## Job 1
List every case in the opinion excerpt that is paired with a percentage of eligible schools that were sectarian, and give each percentage.
## Job 2
Please transcribe the opinion excerpt between "The pivotal factor" and "eligible schools sectarian).", inclusive.

The pivotal factor in determining the constitutionality of tax devices affecting religious institutions or religious education has been the breadth of the affected class. In Walz, places of worship were only part of a broader class of nonprofit institutions. In all but one8 of the cases holding tax credits or deductions for educational expenses unconstitutional, the courts have found that most of the qualifying schools were sectarian. Committee for Public Education v. Nyquist, supra (85% of eligible schools sectarian); Public Funds for Public Schools v. Byrne, supra (95% of eligible schools sectarian); Kosydar v. Wolman, supra (98% of eligible schools sectarian).
In the only ease in which a tax deduction for educational expenses has been upheld, the exact nature of the benefited class never became known because the parties stipulated that “some” students whose parents were eligible for the tax benefit attended sectarian schools. Minnesota Civil Liberties Union v. Roemer, 452 F.Supp. at 1318-19 n.2. The benefited class in Roemer included, at least on the face of the statute, the parents of both public and private school students. Id. Without evidence that more than “some” of the affected students attended sectarian schools, the deduction remained safely beneath the “minimal and remote involvement” umbrella of Walz. Thus, despite the near identity of the statutes in this case and in Roemer, the district court’s finding here that the overwhelming majority of the parents eligible for the tuition deduction send their children to sectarian schools denies the tuition deduction the protection of Walz and places it, as the district court found, within the proscription of Nyquist. Absent a class having primarily secular characteristics, as found in Walz and presumed to exist in Roemer, it cannot be said that the advantages flowing from the statute to the parents of sectarian school students will be incidental to secular ends and effects, Public Funds for Public Schools v. Byrne, 590 F.2d 514, 518-19 (3d Cir. 1979), or that conferral of the benefit will not, as the district court cautioned, “greatly increase the risk of religious rancor.” Rhode Island Federation of Teachers v. Norberg, 479 F.Supp. at 1367; see also Abington School District v. Schempp, 374 U.S. 203, 259, 83 S.Ct. 1560, 10 L.Ed.2d 844 (1963) (Brennan, J., concurring).

## Data provided

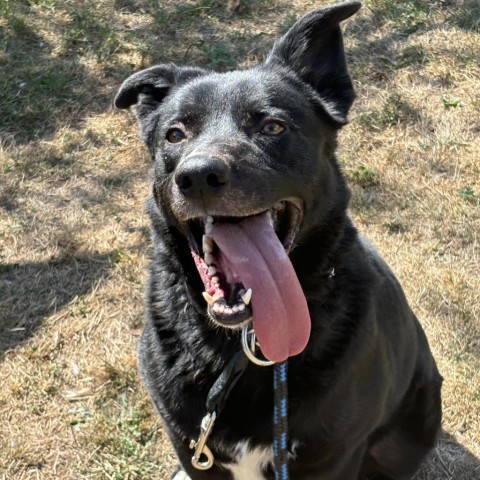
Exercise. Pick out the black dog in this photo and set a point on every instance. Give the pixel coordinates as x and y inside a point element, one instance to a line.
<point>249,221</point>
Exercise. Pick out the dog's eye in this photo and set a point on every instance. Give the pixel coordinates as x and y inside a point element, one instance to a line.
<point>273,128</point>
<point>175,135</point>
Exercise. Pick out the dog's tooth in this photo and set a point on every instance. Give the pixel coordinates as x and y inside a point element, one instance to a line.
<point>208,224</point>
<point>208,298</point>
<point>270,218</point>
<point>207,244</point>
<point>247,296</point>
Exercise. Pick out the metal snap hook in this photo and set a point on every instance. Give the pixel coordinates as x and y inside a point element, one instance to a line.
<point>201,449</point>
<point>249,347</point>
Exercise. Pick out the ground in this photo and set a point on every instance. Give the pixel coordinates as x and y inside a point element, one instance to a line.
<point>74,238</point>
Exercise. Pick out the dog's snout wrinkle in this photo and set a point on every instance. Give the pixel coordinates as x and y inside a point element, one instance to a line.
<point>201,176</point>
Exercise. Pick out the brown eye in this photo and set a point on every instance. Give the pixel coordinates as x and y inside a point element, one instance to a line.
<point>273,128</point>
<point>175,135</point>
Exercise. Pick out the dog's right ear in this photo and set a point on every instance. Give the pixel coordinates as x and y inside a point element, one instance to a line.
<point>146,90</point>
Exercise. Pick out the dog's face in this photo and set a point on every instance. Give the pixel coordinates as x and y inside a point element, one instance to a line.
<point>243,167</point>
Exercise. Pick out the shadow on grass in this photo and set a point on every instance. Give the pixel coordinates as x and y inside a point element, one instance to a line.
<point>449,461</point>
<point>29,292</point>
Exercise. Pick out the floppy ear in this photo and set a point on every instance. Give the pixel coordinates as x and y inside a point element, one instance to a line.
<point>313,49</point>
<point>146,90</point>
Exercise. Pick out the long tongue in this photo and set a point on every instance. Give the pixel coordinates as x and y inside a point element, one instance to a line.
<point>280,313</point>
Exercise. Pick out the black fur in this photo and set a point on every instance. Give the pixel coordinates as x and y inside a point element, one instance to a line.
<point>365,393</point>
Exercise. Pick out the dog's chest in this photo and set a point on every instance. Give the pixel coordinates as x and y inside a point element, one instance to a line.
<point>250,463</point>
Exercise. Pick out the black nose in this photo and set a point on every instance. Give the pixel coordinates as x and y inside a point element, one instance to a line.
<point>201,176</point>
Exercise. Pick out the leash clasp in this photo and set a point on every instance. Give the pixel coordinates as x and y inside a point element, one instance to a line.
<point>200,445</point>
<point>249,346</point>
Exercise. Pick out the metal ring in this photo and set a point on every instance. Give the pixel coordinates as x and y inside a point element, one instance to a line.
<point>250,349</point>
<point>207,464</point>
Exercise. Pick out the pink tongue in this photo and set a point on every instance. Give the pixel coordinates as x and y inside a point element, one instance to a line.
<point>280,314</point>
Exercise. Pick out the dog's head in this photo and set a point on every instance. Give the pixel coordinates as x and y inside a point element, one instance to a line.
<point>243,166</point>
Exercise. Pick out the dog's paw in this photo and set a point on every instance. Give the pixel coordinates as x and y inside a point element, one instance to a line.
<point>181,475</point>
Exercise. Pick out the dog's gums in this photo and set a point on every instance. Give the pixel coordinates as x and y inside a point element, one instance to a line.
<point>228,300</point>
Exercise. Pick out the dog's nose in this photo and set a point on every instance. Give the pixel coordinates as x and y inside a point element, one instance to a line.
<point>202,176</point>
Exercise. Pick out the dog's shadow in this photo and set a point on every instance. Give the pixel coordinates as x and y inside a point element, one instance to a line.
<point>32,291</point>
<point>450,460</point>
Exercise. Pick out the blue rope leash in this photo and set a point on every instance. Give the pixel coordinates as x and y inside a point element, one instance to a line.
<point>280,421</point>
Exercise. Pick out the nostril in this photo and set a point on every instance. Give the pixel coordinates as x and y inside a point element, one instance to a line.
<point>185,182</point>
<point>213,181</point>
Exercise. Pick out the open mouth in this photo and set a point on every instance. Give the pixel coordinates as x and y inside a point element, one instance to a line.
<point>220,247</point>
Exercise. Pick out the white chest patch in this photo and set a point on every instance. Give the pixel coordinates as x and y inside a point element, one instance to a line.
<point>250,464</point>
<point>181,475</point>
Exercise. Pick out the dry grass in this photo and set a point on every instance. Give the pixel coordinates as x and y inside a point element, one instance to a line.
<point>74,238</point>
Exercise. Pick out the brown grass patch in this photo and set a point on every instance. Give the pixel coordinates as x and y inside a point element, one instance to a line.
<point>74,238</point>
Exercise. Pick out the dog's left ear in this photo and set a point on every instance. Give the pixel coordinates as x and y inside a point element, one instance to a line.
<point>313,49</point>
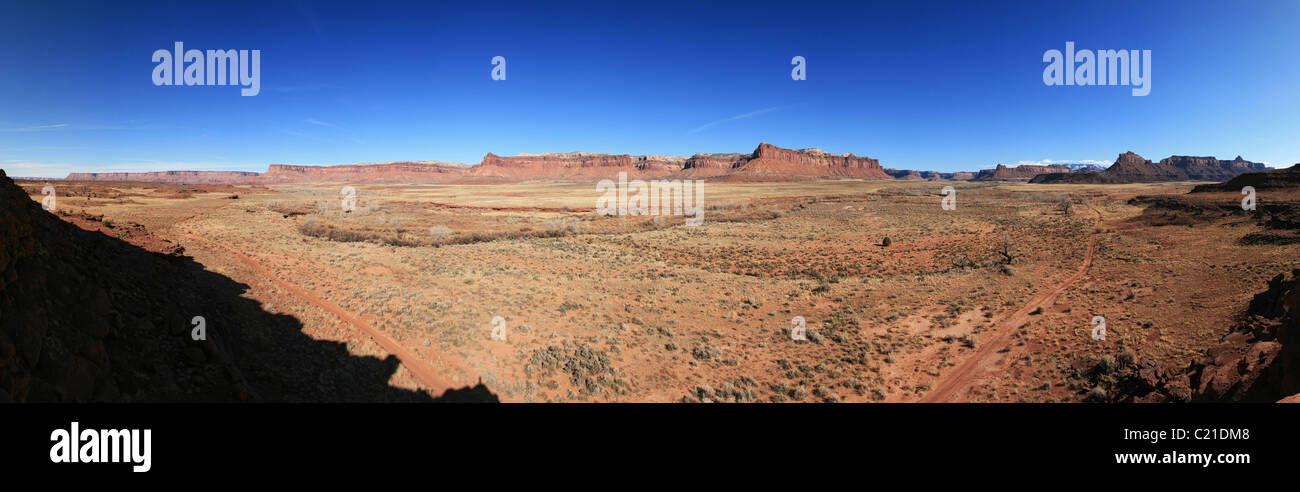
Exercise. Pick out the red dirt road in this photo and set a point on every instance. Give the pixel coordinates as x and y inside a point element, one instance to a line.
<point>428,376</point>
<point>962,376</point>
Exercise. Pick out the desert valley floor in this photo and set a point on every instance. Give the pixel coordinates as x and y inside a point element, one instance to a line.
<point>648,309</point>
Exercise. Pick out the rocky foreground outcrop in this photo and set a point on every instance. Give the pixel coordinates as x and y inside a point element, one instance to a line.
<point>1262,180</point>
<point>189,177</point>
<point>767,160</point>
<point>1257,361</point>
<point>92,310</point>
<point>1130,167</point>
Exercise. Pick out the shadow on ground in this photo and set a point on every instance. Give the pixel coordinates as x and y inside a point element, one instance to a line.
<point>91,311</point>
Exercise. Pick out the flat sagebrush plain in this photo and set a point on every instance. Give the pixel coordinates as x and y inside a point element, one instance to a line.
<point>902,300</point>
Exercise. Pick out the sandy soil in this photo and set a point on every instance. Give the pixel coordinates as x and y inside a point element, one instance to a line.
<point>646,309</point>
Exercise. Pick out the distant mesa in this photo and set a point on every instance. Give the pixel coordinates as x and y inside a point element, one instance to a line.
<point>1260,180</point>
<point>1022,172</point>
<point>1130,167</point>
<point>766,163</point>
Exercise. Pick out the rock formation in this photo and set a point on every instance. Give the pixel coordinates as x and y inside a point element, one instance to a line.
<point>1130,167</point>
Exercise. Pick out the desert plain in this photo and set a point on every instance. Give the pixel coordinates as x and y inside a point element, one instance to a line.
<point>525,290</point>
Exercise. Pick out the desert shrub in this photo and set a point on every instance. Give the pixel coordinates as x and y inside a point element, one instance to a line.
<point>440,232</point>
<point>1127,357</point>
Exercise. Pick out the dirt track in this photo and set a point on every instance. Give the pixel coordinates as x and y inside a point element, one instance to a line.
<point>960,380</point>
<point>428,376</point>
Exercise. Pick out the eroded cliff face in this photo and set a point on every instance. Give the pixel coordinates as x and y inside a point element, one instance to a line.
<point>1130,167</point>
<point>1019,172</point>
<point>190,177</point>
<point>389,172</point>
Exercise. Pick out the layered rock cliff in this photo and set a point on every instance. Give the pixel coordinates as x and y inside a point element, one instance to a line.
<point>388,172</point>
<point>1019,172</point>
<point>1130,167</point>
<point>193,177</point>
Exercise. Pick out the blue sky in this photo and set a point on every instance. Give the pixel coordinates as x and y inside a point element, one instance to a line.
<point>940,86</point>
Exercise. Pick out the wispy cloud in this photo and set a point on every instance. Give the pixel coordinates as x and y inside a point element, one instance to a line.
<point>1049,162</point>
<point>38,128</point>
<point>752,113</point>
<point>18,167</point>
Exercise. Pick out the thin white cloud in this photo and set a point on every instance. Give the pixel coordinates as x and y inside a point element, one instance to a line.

## Written answer 1
- Committee for Public Education v. Nyquist: 85%
- Public Funds for Public Schools v. Byrne: 95%
- Kosydar v. Wolman: 98%

## Written answer 2
The pivotal factor in determining the constitutionality of tax devices affecting religious institutions or religious education has been the breadth of the affected class. In Walz, places of worship were only part of a broader class of nonprofit institutions. In all but one8 of the cases holding tax credits or deductions for educational expenses unconstitutional, the courts have found that most of the qualifying schools were sectarian. Committee for Public Education v. Nyquist, supra (85% of eligible schools sectarian); Public Funds for Public Schools v. Byrne, supra (95% of eligible schools sectarian); Kosydar v. Wolman, supra (98% of eligible schools sectarian).